*Problèmes à résoudre:*
1. Répondez à ces questions d'après le texte sur la guitariste Natalia Lipnitskaya :
(a) Depuis quel âge joue-t-elle de la guitare classique ?
(b) Dans quelle ville est-elle née ?
(c) À Savona, qui le public a-t-il désigné ?
2. Poursuivez le texte sur la guitariste Natalia Lipnitskaya à partir de sa dernière phrase.

*Extrait du texte:*

▼▼▼

La guitariste biélo-russe Natalia Lipnitskaya vient
de remporter le premier prix du concours international de guitare de Savona
en Italie, avec une deuxième place décrochée par
le jeune français Thibault Cauvin. Guitariste classique depuis
l’âge de neuf ans, elle prépare un nouvel album enregistré
en France. A l’occasion d’une rencontre à Paris, elle
s'est confiée sur son expérience des concours internationaux.
Tu es née à Minsk il y a vingt-cinq ans, et l’Europe
s’ouvre de plus en plus à toi. Le public italien a pu découvrir
ton nom puisque tu as eu le premier prix à Savona en septembre,
et tu as déjà un parcours impressionnant en Europe de l’Est…
C’est vrai que j’ai eu la chance de remporter des concours,
ou d’être bien classée, dans mon pays puis en Pologne,
en Autriche, en République Tchèque…Chaque concours
m’apporte quelque chose, même s’il n’y a pas de
prix. Evidemment, j’apprécie beaucoup cette reconnaissance,
c’est le résultat de beaucoup, beaucoup d’heures de
travail.
Le concours de Savona a réuni des guitaristes d’Argentine,
du Brésil, du Canada et d’ailleurs. Le public a désigné
Thibault Cauvin, et le jury t’a donné sa préférence.
Il y a souvent deux types de votes ? Quelles sont les contraintes d’un
concours, pour les non initiés ?

▲▲▲

*Items d'étiquetage par segmentation:*
▼▼▼

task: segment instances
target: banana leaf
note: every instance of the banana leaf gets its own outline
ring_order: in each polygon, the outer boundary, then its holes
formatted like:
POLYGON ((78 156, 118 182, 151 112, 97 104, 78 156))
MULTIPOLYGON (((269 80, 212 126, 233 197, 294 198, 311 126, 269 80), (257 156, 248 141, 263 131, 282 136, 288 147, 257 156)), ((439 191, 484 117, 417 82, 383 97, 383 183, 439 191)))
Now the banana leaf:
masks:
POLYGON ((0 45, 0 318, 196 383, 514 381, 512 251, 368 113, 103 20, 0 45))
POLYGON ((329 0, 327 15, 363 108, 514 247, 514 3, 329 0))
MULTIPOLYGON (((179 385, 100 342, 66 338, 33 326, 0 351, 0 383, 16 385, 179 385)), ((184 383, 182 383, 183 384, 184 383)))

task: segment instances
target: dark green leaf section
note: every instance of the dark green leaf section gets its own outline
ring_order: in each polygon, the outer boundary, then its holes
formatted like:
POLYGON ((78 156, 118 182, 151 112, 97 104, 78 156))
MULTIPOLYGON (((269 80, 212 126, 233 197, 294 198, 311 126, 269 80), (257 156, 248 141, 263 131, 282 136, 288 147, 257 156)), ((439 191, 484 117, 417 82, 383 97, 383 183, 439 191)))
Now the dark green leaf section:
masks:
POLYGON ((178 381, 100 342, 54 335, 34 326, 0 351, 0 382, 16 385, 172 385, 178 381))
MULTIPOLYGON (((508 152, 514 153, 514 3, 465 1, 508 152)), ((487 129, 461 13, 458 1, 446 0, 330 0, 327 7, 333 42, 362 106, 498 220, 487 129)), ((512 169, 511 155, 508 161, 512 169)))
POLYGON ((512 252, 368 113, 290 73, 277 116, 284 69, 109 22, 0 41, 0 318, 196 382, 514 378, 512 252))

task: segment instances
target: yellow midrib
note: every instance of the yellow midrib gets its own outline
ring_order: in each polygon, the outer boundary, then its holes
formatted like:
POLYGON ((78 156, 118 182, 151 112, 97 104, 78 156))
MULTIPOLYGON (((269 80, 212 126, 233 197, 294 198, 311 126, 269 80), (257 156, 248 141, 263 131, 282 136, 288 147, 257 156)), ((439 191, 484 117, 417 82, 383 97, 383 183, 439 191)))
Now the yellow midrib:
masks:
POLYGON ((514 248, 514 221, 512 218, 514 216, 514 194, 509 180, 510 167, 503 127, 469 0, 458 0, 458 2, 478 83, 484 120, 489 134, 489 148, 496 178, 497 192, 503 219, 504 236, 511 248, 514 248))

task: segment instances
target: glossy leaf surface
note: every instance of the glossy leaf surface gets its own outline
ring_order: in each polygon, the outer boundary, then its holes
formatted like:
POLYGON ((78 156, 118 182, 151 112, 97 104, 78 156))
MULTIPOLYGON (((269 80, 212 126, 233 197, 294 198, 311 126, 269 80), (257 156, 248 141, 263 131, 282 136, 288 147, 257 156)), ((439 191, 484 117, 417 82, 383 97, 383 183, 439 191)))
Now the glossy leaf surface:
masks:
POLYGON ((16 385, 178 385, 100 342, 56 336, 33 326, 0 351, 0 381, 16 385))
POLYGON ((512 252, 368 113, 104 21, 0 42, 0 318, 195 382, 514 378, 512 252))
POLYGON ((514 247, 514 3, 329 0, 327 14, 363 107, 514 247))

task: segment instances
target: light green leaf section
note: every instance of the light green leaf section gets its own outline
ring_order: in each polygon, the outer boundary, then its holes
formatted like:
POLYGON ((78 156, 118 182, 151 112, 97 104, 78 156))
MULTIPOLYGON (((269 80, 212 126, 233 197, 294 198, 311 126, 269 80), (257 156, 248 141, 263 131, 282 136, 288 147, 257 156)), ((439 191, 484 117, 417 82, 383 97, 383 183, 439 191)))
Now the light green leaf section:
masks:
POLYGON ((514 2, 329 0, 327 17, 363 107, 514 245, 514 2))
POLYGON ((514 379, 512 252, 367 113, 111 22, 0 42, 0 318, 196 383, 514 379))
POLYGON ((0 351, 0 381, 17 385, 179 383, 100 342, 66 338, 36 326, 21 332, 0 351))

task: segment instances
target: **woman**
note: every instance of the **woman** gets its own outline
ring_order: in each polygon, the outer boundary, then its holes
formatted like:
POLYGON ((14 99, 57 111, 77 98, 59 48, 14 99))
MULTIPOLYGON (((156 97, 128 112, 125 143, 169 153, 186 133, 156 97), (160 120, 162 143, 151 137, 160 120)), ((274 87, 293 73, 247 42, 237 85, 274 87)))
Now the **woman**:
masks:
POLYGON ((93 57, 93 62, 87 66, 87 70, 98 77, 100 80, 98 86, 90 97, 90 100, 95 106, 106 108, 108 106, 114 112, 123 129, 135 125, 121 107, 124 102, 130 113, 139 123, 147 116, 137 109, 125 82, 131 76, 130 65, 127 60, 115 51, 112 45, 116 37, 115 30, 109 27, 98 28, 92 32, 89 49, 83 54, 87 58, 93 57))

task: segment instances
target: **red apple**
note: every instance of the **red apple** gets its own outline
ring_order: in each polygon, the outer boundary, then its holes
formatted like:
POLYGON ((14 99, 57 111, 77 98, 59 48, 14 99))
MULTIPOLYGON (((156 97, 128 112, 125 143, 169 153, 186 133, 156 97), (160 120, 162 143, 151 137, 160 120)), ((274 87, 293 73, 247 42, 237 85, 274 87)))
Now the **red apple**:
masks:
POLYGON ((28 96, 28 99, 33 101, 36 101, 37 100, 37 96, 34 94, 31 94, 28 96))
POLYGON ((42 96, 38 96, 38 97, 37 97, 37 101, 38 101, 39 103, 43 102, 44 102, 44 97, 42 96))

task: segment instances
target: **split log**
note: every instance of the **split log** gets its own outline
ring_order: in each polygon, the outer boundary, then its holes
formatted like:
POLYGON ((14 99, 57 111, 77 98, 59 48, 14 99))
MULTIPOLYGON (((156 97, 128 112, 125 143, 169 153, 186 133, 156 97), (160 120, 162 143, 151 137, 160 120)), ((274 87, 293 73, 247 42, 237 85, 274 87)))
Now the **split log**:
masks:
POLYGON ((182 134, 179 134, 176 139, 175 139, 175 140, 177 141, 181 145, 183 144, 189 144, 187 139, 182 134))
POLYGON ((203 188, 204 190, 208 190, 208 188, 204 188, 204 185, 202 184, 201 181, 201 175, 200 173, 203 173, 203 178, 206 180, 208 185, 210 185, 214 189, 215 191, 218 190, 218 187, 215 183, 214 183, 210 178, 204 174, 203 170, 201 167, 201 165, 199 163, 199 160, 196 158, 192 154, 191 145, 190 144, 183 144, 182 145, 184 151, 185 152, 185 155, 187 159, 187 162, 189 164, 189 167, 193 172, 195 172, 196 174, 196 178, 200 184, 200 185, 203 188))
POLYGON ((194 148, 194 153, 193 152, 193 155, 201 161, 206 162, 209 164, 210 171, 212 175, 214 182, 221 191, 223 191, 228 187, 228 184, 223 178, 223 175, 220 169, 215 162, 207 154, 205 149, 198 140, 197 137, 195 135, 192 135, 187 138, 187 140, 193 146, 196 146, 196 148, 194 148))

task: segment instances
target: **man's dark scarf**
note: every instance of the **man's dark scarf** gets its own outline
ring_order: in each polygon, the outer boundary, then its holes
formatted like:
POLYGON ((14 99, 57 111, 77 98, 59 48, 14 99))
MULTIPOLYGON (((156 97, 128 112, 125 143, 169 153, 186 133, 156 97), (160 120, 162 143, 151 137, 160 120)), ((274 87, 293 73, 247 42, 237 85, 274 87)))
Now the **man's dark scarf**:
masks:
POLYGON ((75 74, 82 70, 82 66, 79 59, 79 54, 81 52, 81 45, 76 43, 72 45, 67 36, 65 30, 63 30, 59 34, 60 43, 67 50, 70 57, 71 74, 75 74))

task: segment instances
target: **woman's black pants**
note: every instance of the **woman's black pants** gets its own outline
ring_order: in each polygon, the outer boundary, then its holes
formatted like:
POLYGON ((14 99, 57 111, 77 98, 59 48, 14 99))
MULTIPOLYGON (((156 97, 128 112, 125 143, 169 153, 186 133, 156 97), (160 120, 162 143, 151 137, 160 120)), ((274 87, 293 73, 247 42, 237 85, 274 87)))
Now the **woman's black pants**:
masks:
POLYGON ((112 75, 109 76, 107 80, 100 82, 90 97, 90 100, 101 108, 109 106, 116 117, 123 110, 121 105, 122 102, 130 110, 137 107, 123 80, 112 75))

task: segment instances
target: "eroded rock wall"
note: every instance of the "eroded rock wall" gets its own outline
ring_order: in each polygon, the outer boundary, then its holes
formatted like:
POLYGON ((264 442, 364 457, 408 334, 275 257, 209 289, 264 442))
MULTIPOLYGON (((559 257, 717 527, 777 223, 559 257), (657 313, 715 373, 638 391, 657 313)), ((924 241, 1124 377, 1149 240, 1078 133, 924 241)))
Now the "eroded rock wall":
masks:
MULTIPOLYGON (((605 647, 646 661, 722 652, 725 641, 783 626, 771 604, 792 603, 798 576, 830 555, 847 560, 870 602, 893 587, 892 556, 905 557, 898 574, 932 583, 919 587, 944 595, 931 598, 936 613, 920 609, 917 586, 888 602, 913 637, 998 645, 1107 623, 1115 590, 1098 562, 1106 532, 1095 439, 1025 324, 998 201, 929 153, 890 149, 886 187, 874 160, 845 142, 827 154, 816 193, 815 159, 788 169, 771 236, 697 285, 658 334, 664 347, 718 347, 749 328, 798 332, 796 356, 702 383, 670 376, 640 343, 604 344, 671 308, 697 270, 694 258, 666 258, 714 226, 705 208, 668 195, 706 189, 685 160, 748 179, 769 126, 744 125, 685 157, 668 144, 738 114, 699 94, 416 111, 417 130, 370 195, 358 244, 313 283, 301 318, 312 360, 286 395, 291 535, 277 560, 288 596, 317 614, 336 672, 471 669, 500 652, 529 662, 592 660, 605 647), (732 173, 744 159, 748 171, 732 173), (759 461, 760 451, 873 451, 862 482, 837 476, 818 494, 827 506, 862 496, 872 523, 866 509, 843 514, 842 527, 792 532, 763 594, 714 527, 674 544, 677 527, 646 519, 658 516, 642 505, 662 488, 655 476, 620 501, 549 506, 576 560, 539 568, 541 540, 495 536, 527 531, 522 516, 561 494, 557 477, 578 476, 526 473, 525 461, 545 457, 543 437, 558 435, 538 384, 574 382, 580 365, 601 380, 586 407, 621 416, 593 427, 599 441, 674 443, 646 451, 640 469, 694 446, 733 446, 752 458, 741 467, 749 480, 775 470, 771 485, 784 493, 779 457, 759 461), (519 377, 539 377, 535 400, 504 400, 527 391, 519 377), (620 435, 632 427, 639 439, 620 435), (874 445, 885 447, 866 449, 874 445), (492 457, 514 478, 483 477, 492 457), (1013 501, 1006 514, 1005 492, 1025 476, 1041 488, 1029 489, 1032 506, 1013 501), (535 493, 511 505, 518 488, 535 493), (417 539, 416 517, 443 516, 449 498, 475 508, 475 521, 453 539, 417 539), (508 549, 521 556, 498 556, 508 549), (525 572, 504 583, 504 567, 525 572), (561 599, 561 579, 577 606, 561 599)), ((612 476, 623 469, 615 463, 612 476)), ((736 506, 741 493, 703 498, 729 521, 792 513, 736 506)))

▲▲▲

*Réponses aux consignes:*
1.
(a) Depuis l'âge de neuf ans.
(b) À Minsk.
(c) Thibault Cauvin.

2.
Cela dépend, parfois les morceaux sont imposés, et on ne
joue pas toujours en public. L’idéal est de travailler une
pièce que l’on aime. Par exemple, pour les éliminatoires
d’un précédent concours, j’avais interprété
un morceau baroque puis une sonate pour flûte et basse de Bach,
adaptée par David Russell. Sinon, c’est comme être
obligée de discuter avec quelqu’un que tu n’aimes pas,
et le résultat n’est forcément pas aussi bon. Et puis,
il faut accepter la décision du jury, et quand on est mal classé,
ce n’est pas toujours facile surtout si on est convaincue qu’on
a été meilleure que les autres ! (rires)
Certains concours t’ont laissé de mauvais souvenirs
?
Non, mais le jury inspire souvent de la crainte, les participants sont
parfois froids et il arrive que personne n’applaudisse. Quand c’est
le cas, je trouve ça triste et dommage. J’ai déjà
entendu dire que les compétitions entre guitaristes ne devraient
pas exister à cause de ce côté un peu sévère.
Mais c’est le meilleur moyen de se faire connaître. On est
dans des conditions d’évaluation de très haut niveau.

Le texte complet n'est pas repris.